**Instrucción dada:** Continúa el texto sobre el hombre, el tiempo y la creatividad a partir de su última oración.

**Texto proporcionado:**
----------

3. La creatividad de la mente y el valor capital del tiempo




El primer hombre económico e inteligente, con una cierta noción del tiempo, desarrollará inevitablemente la idea del futuro como algo que está en el tiempo y forma parte de la duración de las cosas. El futuro es lo único que le angustia porque su «memoria del pasado» le demuestra que su realidad presente es precaria, vive con la seguridad de que «sólo es cuestión de tiempo» que vuelva a tener necesidades, porque, aunque esté momentáneamente saciado, tendrá que volver a «crear» para volver a saciarse.

Esta sensación sólo angustia al hombre porque es el único ser vivo realmente consciente del tiempo. El animal no siente angustia alguna, porque toda su vida es presente, y reacciona sólo cuando siente hambre. En ese momento pone en marcha toda su capacidad «creativa», pero que es fruto de la «especialización» de un comportamiento «efectivo», es decir, adquirido por la repetición con éxito de un comportamiento, que lo convierte en una determinada «especie». De esta manera, el comportamiento repetitivo se convierte en un «comportamiento específico», o propio de una «especie», que condiciona su propia capacidad funcional para obtener la satisfacción inmediata de sus necesidades. Pero si cambian constantemente las condiciones del medio ambiente, su comportamiento no podrá ser «repetitivo» y, por consiguiente, no podrá devenir en «especialidad». Finalmente, ciertos animales asumirán que su comportamiento tiene que ser permanentemente «creativo», y, gracia a ello, superarán la «alienación a sus instintos» en favor de la «liberación de su creatividad». Así es como debe surgir el «ser humano», una «especie animal» que, paradójicamente, carece de una «especialización».

----------

**Filas dadas:**

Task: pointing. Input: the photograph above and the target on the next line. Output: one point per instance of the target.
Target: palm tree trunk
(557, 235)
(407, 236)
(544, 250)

----------

**Respuesta esperada:**
Algo tan importante y que produce tanta angustia como es el tiempo y la duración de la cosas no podía dejar de ser valorado por el primer ser humano consciente de él. No debía de preocuparle tanto la muerte, que se produce al final de su duración, es decir, a largo plazo, sino el problema inmediato de la supervivencia, del que debe ocuparse constantemente; o los problemas que se le plantean a corto plazo. Esta primera noción del tiempo y de sus consecuencias inmediatas le angustian, pero le permite, no obstante, concebir estratégicas de supervivencia a corto plazo, o, lo que es lo mismo, «plantearse objetivos económicos a corto plazo», para los que es fundamental gozar de plena libertad de acción. Si los animales son «salvajes», no es más que un mecanismo de la naturaleza para permitirles proteger su libertad. Por tanto al tener noción del tiempo, es precisamente el tiempo el que constituye el valor fundamental para la realización de sus objetivos, porque todo lo que no sea trabajar para el objetivo propuesto es «perder el tiempo».

Y esto es lo revolucionario: «el tiempo se gana o se pierde», por lo que es un valor económico de «capital» importancia. Si es un valor económico con una duración determinada, es una cantidad de algo que se convierte en un «bien de capital»; es decir, «el tiempo es el primer capital de la historia del hombre», y, por la misma razón, el hombre que toma conciencia del valor del tiempo se convierte automáticamente en un hombre económico. La elección de sus objetivos determinará, a su vez, la forma en que invertirá su tiempo (su capital), y del acierto o del fracaso en su inversión obtendrá beneficios o pérdidas. Su primera inquietud es «invertir bien su tiempo». Inquietud que sigue siendo fundamental en el hombre actual.

Pasemos ahora a otro aspecto del devenir del ser humano. Aristóteles sostenía que la parte es posterior al todo, por lo que el ser humano necesariamente debería comenzar a tomar consciencia de sí mismo, no como «individuo», sino como «colectividad» o «comunidad» aún antes de ser consciente del tiempo. Pero en la medida de que es consciente del tiempo progresivamente también llegará a ser consciente de su individualidad.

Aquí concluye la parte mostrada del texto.